** GIVEN TEXT follows **
Schistosoma nasale

Scientific classification
- Domain: Eukaryota
- Kingdom: Animalia
- Phylum: Platyhelminthes
- Class: Trematoda
- Order: Diplostomida
- Family: Schistosomatidae
- Genus: Schistosoma
- Species: S. nasale
- Binomial name: Schistosoma nasale Rao, 1933

= Schistosoma nasale =

- Genus: Schistosoma
- Species: nasale
- Authority: Rao, 1933

Species of fluke

Schistosoma nasale is a species of digenetic trematode in the family Schistosomatidae. S. nasale inhabits blood vessels of the nasal mucosa and causes "snoring disease" in cattle, but remains symptomless in buffaloes though extruding its eggs in nasal discharge. The first intermediate host is a freshwater snail Indoplanorbis exustus that may be the sole natural intermediate host for Schistosoma nasale (and other two Schistosoma species) on the Indian sub-continent.
** End of GIVEN TEXT **
** DATA EXTRACTS follows **
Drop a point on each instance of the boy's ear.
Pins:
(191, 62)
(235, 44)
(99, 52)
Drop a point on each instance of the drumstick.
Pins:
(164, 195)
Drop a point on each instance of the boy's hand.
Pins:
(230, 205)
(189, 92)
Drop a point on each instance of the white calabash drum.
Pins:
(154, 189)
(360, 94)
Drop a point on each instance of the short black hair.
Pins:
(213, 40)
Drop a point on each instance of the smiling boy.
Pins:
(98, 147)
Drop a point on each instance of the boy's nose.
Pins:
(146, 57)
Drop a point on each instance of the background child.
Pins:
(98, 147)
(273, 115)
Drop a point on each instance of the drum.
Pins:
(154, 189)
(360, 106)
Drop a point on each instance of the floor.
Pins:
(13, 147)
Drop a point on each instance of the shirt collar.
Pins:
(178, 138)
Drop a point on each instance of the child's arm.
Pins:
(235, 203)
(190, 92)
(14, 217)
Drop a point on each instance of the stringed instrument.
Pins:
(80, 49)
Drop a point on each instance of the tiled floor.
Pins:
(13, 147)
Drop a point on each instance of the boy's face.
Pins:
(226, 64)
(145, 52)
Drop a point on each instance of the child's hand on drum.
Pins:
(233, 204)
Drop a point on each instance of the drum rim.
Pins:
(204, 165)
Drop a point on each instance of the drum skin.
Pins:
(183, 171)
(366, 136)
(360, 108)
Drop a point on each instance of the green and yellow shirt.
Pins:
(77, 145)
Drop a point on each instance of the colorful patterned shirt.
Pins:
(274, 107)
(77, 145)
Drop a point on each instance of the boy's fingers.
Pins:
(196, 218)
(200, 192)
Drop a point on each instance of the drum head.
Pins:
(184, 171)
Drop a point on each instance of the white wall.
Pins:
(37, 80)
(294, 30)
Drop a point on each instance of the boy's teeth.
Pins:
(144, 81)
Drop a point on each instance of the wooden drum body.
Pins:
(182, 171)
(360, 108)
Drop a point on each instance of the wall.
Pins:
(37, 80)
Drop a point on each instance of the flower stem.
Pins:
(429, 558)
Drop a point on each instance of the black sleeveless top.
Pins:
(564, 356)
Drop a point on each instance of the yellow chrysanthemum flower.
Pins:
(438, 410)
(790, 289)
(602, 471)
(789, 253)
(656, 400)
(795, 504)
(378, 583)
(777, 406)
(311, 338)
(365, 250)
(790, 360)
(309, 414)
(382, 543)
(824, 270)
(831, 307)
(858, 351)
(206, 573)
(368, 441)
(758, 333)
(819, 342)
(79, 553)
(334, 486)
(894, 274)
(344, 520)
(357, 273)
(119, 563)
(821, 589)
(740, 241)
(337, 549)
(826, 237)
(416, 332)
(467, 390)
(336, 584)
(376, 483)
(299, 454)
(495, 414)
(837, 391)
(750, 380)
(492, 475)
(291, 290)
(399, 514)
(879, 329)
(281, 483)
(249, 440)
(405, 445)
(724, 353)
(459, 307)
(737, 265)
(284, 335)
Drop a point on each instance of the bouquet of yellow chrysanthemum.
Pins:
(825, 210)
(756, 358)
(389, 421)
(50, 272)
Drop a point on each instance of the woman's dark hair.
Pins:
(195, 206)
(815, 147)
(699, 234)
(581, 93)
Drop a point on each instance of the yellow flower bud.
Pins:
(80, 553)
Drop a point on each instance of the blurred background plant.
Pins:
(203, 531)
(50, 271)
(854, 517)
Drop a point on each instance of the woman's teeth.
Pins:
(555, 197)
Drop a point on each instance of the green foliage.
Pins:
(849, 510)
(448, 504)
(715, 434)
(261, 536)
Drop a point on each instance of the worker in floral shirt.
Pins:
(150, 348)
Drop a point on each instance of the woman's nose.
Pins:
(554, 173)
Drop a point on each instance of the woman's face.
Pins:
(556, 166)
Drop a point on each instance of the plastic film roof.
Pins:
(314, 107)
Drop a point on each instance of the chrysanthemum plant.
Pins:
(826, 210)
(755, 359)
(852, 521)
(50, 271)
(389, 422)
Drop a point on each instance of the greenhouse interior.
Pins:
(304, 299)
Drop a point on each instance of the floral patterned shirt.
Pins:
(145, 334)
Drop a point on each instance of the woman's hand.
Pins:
** End of DATA EXTRACTS **
[YOUR ASSIGNMENT]
Write a continuation of the text on Schistosoma nasale, beginning right after its last sentence. The data above has no connection to the text on Schistosoma nasale.

[ANSWER SECTION]
==Signs and symptoms==

The clinical symptoms in cattle include a cauliflower-like growth or granuloma in the nasal cavity, associated with a "snoring" sound and profuse mucopurulent discharge. In the endemic areas, there are some local cattle which remain negative for S. nasale eggs, others excrete eggs but without exhibiting symptoms, while a large number exhibit symptoms with presence of the eggs in nasal discharge. A different form of nasal schistosomiasis where local cattle are negative for S. nasale but local buffaloes carry it without showing any symptoms has been shown to exist at Jabalpur, Madhya Pradesh; there, cross-bred cattle exhibit snoring disease symptoms with eggs in their nasal discharge. Anthiomaline was the drug of choice, but this leads to relapse of the symptoms after two months of the treatment. Praziquantel proved better than any other drug. Recently, Dr. M. C. Agrawal has successfully treated cases of nasal schistosomiasis by administering triclabendazole. Nevertheless, there are all chances of killing susceptible blood flukes by these less effective drugs resulting in existence of more resistant schistosome population in future generations causing more problems. Schistosoma nasale eggs are boomerang or palaquine shaped.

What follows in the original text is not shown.